Stored records:
-- START --

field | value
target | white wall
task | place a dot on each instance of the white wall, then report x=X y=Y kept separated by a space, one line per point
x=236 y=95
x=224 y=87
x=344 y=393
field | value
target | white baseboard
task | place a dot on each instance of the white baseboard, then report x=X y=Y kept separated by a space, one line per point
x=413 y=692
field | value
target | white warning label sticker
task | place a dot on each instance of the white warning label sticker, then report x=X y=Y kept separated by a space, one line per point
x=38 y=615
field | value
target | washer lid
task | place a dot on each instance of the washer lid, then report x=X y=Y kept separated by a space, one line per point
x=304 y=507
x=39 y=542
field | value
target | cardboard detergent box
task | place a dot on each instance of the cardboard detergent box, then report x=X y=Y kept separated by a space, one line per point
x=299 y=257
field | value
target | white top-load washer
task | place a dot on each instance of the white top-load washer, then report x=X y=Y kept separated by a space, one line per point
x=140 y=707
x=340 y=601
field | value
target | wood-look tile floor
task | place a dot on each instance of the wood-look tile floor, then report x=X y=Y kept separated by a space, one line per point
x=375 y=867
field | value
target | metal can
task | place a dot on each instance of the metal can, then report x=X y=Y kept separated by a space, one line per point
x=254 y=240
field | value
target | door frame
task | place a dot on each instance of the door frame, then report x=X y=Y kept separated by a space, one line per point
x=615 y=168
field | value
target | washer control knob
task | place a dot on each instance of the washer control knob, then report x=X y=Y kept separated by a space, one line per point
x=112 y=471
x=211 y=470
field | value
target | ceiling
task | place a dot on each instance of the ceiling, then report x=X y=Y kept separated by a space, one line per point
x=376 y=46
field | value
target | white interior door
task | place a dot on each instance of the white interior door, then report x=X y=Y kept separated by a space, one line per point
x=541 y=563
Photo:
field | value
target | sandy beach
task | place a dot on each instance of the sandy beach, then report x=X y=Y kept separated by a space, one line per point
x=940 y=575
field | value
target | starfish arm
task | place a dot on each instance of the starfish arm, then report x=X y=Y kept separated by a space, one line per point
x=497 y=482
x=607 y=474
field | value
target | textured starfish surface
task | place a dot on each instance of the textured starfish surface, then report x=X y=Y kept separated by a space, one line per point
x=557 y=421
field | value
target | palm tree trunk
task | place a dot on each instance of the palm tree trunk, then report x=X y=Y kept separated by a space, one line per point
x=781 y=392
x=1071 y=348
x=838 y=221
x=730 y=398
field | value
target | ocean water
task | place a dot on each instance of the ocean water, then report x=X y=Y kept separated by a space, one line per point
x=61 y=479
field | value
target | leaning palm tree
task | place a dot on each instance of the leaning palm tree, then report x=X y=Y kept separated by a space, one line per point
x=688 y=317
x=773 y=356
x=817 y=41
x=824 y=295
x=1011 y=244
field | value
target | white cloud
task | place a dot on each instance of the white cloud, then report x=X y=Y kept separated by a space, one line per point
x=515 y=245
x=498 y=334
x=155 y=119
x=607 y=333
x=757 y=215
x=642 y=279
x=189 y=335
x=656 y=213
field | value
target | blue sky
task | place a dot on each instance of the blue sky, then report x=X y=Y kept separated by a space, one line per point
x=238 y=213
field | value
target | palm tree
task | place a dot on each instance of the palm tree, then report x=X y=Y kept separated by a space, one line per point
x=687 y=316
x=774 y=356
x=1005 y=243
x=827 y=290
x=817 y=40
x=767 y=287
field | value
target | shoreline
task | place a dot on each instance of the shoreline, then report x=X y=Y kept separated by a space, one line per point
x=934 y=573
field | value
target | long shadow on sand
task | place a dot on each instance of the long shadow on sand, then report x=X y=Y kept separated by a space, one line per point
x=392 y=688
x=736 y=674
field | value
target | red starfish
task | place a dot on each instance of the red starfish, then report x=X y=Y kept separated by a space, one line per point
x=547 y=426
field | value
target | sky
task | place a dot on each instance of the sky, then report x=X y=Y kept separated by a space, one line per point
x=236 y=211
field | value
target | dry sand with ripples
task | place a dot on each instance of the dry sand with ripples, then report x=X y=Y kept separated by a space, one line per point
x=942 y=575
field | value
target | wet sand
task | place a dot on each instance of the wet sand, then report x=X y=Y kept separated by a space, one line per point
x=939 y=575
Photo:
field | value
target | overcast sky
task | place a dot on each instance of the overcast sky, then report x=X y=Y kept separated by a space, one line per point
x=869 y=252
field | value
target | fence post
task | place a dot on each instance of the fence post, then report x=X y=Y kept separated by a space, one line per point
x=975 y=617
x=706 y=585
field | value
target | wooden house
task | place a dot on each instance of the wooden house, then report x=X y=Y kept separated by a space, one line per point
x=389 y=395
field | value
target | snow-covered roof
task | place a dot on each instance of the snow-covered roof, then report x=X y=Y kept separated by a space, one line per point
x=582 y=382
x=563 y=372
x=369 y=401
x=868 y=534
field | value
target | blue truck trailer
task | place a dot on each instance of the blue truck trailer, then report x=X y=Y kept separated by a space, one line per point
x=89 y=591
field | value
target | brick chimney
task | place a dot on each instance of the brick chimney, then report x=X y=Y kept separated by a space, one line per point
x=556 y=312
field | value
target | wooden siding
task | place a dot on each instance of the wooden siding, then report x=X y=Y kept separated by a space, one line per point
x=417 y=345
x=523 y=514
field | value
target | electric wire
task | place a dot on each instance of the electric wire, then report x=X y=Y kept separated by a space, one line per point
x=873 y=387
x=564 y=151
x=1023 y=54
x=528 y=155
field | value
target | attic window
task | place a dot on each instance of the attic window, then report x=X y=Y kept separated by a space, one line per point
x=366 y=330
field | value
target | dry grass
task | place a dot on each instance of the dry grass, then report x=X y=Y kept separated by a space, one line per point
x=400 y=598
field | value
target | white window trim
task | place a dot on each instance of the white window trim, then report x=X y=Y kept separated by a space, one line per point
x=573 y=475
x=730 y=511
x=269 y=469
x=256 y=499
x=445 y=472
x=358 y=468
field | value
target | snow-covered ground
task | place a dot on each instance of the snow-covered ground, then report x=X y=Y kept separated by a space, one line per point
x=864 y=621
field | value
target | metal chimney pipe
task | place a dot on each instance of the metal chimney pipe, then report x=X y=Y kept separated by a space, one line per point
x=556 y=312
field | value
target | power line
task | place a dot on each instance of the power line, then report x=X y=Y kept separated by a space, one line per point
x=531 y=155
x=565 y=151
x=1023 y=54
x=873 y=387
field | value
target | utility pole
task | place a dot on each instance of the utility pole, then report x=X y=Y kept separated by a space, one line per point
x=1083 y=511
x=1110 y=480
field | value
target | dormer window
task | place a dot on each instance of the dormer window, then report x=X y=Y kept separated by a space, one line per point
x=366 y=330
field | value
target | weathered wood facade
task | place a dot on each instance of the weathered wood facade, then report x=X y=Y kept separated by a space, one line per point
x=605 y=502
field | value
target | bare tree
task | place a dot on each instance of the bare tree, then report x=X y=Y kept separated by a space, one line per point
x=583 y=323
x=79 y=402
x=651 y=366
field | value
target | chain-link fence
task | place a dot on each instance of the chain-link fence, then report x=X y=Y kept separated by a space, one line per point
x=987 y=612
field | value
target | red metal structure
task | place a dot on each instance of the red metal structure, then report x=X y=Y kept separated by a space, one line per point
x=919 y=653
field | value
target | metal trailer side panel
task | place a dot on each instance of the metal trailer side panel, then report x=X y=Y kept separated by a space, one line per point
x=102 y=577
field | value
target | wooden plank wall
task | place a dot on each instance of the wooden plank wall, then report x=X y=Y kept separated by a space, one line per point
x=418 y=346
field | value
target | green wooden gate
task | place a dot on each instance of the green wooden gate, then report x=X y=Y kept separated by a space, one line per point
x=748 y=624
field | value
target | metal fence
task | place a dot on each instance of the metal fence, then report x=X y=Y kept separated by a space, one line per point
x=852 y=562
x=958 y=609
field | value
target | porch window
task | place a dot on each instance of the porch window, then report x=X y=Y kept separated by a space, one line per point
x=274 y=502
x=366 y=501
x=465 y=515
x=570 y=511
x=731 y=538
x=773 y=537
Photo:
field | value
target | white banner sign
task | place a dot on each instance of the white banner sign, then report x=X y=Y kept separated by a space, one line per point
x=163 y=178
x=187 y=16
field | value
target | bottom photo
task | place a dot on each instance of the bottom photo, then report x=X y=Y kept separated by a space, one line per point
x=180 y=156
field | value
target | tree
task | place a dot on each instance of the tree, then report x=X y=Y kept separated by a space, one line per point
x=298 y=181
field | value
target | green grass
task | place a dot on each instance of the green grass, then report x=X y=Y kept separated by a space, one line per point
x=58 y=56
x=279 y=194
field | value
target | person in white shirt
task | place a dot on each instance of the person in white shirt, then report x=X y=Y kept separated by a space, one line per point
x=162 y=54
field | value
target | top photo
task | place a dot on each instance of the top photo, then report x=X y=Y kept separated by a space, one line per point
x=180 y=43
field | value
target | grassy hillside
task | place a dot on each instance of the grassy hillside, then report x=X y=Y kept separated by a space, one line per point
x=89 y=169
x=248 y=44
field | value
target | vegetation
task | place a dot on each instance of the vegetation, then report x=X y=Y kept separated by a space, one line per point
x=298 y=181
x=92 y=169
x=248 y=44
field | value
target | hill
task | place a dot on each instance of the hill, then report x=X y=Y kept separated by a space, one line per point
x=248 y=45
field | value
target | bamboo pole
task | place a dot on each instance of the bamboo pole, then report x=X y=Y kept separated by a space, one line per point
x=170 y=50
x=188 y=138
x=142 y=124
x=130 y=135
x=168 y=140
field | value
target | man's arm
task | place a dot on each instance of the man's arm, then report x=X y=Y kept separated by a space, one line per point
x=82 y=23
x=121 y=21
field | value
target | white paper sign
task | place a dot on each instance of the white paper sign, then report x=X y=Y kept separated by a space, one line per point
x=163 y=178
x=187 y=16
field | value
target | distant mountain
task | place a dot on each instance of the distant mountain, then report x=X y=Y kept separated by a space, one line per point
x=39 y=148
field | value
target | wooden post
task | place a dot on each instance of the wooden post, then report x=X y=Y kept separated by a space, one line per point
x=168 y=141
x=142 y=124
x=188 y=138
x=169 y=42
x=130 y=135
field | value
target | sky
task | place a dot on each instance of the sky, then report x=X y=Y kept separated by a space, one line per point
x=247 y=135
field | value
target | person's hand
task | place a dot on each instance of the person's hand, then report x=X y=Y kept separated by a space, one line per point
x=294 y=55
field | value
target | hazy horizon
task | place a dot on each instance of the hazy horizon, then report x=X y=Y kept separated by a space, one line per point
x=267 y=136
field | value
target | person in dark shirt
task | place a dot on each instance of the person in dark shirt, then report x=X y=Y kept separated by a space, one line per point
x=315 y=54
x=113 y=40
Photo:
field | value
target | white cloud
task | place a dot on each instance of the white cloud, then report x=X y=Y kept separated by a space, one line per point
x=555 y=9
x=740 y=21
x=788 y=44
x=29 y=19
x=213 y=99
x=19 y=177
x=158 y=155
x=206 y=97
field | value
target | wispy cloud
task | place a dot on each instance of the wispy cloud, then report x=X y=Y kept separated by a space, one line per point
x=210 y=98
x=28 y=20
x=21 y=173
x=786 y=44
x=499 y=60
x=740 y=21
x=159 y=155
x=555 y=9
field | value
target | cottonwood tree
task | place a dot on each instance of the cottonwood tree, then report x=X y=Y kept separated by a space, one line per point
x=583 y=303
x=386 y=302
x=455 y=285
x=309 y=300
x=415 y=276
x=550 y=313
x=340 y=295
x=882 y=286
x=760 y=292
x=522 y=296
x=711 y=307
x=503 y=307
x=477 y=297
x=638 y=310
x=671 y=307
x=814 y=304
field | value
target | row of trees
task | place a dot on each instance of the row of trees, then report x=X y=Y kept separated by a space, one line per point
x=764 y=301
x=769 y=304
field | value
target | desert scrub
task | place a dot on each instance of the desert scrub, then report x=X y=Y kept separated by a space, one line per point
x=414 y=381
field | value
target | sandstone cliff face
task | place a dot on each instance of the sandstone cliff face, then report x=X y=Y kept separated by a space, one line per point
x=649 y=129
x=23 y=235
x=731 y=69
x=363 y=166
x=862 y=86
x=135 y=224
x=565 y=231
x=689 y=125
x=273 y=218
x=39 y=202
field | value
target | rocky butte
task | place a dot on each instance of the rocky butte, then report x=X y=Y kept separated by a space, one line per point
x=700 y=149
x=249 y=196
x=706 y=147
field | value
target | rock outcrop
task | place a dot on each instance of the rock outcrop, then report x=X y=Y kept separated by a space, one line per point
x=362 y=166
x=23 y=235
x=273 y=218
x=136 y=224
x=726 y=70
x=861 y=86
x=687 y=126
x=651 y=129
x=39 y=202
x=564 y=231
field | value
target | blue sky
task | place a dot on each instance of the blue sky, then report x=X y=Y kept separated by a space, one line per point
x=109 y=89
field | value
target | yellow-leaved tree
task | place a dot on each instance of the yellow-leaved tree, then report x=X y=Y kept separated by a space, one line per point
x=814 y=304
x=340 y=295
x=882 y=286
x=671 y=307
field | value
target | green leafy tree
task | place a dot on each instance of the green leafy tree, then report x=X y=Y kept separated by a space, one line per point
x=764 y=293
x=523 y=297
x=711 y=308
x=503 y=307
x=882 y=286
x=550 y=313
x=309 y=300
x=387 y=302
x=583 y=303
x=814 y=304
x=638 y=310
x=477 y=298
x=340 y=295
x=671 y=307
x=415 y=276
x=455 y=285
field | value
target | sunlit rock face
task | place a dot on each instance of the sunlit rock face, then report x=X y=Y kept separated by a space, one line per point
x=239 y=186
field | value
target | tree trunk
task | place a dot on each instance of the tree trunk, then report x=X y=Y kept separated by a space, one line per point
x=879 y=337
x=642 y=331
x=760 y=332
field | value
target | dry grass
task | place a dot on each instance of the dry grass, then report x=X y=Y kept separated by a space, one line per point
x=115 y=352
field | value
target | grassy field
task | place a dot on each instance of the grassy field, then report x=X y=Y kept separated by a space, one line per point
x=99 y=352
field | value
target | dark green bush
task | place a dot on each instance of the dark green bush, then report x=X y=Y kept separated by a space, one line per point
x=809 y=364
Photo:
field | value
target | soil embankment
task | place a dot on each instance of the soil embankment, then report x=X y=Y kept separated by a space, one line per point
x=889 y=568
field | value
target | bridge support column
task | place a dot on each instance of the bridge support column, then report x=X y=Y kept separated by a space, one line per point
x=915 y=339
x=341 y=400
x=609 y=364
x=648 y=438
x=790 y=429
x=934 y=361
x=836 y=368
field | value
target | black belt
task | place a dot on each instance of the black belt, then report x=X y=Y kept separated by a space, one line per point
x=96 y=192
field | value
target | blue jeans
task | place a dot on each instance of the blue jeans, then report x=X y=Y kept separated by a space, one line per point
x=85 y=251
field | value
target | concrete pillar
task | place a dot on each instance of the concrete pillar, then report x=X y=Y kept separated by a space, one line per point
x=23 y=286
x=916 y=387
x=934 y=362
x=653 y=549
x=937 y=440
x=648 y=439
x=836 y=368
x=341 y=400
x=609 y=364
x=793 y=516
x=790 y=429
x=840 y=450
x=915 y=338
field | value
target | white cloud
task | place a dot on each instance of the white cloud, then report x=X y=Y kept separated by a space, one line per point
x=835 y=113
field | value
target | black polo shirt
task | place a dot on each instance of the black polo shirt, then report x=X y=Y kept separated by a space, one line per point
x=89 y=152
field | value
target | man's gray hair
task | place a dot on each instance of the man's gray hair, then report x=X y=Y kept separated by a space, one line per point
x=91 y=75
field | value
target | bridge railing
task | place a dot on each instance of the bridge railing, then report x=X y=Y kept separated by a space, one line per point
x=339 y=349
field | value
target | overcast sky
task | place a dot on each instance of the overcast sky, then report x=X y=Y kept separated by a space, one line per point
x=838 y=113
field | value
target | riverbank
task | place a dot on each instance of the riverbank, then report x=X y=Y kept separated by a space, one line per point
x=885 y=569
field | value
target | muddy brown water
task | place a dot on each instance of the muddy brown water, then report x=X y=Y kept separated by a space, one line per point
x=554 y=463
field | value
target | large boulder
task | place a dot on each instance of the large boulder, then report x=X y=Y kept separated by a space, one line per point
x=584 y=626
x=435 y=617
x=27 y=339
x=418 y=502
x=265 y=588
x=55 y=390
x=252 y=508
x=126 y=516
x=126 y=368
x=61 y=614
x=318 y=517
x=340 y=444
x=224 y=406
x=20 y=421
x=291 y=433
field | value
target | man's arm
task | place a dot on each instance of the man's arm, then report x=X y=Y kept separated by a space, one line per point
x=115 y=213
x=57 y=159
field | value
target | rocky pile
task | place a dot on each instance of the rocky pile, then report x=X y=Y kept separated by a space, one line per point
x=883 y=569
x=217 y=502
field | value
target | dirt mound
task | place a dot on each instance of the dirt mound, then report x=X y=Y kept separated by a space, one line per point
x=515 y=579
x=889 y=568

-- END --

Task requirements:
Show each line of the records above that contains the string "column", copying the whole line. Case counts.

Output for this task:
target | bridge support column
task | place a dot on each instance of the bridge support column, then report x=X y=Y kept separated by a space, one line per point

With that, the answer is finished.